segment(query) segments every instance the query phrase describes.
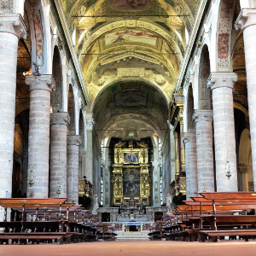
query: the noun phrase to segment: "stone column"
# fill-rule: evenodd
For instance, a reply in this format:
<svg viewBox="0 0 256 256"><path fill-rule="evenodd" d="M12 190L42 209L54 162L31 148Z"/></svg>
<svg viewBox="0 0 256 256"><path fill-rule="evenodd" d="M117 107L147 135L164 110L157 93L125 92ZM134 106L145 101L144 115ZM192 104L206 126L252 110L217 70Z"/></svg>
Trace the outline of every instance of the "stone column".
<svg viewBox="0 0 256 256"><path fill-rule="evenodd" d="M91 114L86 114L87 152L85 160L85 176L93 184L93 148L92 148L92 129L95 124Z"/></svg>
<svg viewBox="0 0 256 256"><path fill-rule="evenodd" d="M175 163L176 163L176 173L175 178L179 176L180 172L180 162L179 162L179 150L178 150L178 134L177 131L174 131L174 139L175 139Z"/></svg>
<svg viewBox="0 0 256 256"><path fill-rule="evenodd" d="M79 178L84 178L84 176L86 176L85 160L86 160L86 150L79 149Z"/></svg>
<svg viewBox="0 0 256 256"><path fill-rule="evenodd" d="M235 73L212 73L216 186L218 192L238 191L233 86Z"/></svg>
<svg viewBox="0 0 256 256"><path fill-rule="evenodd" d="M68 202L79 203L79 160L80 137L67 137L67 196Z"/></svg>
<svg viewBox="0 0 256 256"><path fill-rule="evenodd" d="M186 196L187 200L189 200L190 196L195 195L198 192L195 130L191 129L189 132L184 132L183 137L186 158Z"/></svg>
<svg viewBox="0 0 256 256"><path fill-rule="evenodd" d="M212 110L195 110L198 192L214 191Z"/></svg>
<svg viewBox="0 0 256 256"><path fill-rule="evenodd" d="M235 27L236 30L241 29L243 32L252 143L253 185L254 191L256 191L256 9L241 9L236 21Z"/></svg>
<svg viewBox="0 0 256 256"><path fill-rule="evenodd" d="M49 197L67 197L67 112L50 114Z"/></svg>
<svg viewBox="0 0 256 256"><path fill-rule="evenodd" d="M167 121L169 129L170 129L170 147L171 147L171 183L175 180L176 173L176 158L175 158L175 137L174 137L174 126ZM170 184L169 184L170 185Z"/></svg>
<svg viewBox="0 0 256 256"><path fill-rule="evenodd" d="M17 49L26 36L20 15L0 14L0 198L12 197Z"/></svg>
<svg viewBox="0 0 256 256"><path fill-rule="evenodd" d="M26 76L26 84L30 85L27 182L35 181L27 186L27 197L47 198L51 75Z"/></svg>

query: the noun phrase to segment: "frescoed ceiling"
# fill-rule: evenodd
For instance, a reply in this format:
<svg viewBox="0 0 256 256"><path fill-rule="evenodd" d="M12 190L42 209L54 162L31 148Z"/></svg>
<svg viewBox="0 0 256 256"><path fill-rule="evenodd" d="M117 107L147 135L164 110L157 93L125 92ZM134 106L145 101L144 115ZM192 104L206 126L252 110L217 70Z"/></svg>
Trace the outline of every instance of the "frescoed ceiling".
<svg viewBox="0 0 256 256"><path fill-rule="evenodd" d="M61 3L92 102L119 79L120 66L127 69L122 78L143 78L160 87L170 99L199 0ZM131 70L139 67L144 74Z"/></svg>
<svg viewBox="0 0 256 256"><path fill-rule="evenodd" d="M61 2L98 129L162 134L200 0Z"/></svg>

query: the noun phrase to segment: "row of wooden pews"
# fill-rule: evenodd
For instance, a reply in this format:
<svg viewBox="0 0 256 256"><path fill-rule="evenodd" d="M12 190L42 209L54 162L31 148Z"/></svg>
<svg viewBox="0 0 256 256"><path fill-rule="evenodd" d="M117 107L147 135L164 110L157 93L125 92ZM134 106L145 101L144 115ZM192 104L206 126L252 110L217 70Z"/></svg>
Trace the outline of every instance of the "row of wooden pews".
<svg viewBox="0 0 256 256"><path fill-rule="evenodd" d="M4 219L0 222L0 243L96 241L98 218L67 198L0 199ZM10 219L8 220L8 209Z"/></svg>
<svg viewBox="0 0 256 256"><path fill-rule="evenodd" d="M160 238L218 241L227 236L245 241L256 237L256 194L204 192L191 199L166 214Z"/></svg>

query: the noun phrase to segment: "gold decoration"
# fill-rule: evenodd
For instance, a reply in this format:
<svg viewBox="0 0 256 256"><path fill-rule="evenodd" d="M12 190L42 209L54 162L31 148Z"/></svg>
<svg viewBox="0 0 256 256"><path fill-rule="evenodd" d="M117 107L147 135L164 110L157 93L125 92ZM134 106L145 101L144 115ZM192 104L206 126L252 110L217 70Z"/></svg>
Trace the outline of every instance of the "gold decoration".
<svg viewBox="0 0 256 256"><path fill-rule="evenodd" d="M137 148L133 148L133 141L129 141L128 148L122 148L126 143L119 141L114 147L114 164L113 165L113 203L121 206L125 201L132 200L143 201L149 205L151 179L148 167L148 148L144 142L137 143ZM140 168L140 196L123 195L123 167Z"/></svg>

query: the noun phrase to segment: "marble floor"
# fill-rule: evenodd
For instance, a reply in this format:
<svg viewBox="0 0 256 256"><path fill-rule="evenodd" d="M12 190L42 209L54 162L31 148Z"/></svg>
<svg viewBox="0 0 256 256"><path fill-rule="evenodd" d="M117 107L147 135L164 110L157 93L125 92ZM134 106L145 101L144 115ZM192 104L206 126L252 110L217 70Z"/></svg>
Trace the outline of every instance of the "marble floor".
<svg viewBox="0 0 256 256"><path fill-rule="evenodd" d="M2 245L1 256L238 256L256 255L256 241L180 242L180 241L102 241L69 245Z"/></svg>

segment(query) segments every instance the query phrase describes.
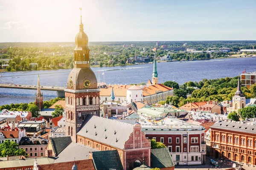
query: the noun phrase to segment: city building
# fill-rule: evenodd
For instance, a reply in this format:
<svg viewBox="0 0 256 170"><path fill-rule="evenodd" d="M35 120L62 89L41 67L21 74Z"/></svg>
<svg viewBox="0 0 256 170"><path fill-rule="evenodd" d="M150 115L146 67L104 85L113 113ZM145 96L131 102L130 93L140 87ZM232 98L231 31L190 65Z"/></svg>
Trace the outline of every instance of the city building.
<svg viewBox="0 0 256 170"><path fill-rule="evenodd" d="M52 130L52 137L57 138L66 136L66 128L65 127L56 127Z"/></svg>
<svg viewBox="0 0 256 170"><path fill-rule="evenodd" d="M7 109L3 109L2 111L0 111L0 117L1 117L0 115L18 115L20 119L19 120L17 120L17 121L18 120L23 121L26 120L29 120L32 117L32 113L30 111L10 111ZM10 122L9 122L10 123Z"/></svg>
<svg viewBox="0 0 256 170"><path fill-rule="evenodd" d="M99 150L117 150L124 170L135 162L150 166L150 142L139 123L131 125L87 115L77 134L77 142Z"/></svg>
<svg viewBox="0 0 256 170"><path fill-rule="evenodd" d="M13 129L8 125L5 128L0 130L0 144L7 140L18 144L21 138L26 136L25 130L19 130L17 128Z"/></svg>
<svg viewBox="0 0 256 170"><path fill-rule="evenodd" d="M88 37L84 32L81 17L79 31L75 38L74 68L69 74L65 88L66 136L76 141L86 115L99 116L99 89L97 79L90 67Z"/></svg>
<svg viewBox="0 0 256 170"><path fill-rule="evenodd" d="M23 137L19 143L19 148L23 149L28 158L45 156L48 141L41 137Z"/></svg>
<svg viewBox="0 0 256 170"><path fill-rule="evenodd" d="M246 73L244 71L241 74L241 85L250 89L252 85L256 83L256 72Z"/></svg>
<svg viewBox="0 0 256 170"><path fill-rule="evenodd" d="M38 81L37 91L35 94L35 105L41 110L44 108L44 104L43 103L43 93L41 92L40 87L40 82L39 81L39 74L38 74Z"/></svg>
<svg viewBox="0 0 256 170"><path fill-rule="evenodd" d="M26 129L27 136L36 136L43 135L45 133L46 120L31 121L26 120L20 122L18 128L20 129Z"/></svg>
<svg viewBox="0 0 256 170"><path fill-rule="evenodd" d="M140 123L147 138L165 144L175 164L205 163L204 127L169 117L158 121L141 117Z"/></svg>
<svg viewBox="0 0 256 170"><path fill-rule="evenodd" d="M241 164L256 164L256 125L255 118L215 123L210 127L210 156L223 157Z"/></svg>

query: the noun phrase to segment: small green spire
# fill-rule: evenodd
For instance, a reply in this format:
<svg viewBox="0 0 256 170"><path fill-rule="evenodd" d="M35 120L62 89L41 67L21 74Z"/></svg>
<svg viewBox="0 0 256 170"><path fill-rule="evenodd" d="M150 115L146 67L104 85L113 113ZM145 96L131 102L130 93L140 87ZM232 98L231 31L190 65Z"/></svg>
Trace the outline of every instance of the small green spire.
<svg viewBox="0 0 256 170"><path fill-rule="evenodd" d="M157 61L155 59L154 60L154 70L152 75L154 77L157 77Z"/></svg>

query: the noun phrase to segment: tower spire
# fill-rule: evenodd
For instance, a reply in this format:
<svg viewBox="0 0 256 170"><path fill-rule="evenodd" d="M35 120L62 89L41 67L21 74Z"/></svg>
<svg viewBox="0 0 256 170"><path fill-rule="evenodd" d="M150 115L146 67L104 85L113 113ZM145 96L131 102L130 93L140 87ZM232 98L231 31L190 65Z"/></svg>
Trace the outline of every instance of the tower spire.
<svg viewBox="0 0 256 170"><path fill-rule="evenodd" d="M235 93L235 96L240 96L240 97L243 97L244 94L241 90L241 85L240 79L240 75L238 76L238 82L237 83L237 88L236 89L236 91Z"/></svg>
----------------
### EXERCISE DETAILS
Copy every line of the records above that contains the word "outline", treating uppercase and lowercase letters as different.

### FINISHED EXERCISE
Trace the outline of every instance of the "stone column".
Trace the outline of every instance of the "frescoed ceiling".
Trace the outline of every instance of the "row of wooden pews".
Trace the outline of every instance of the "gold decoration".
Trace the outline of every instance of the "marble floor".
Trace the outline of every instance of the city building.
Trace the outline of every instance of the small green spire.
Trace the outline of every instance of the tower spire.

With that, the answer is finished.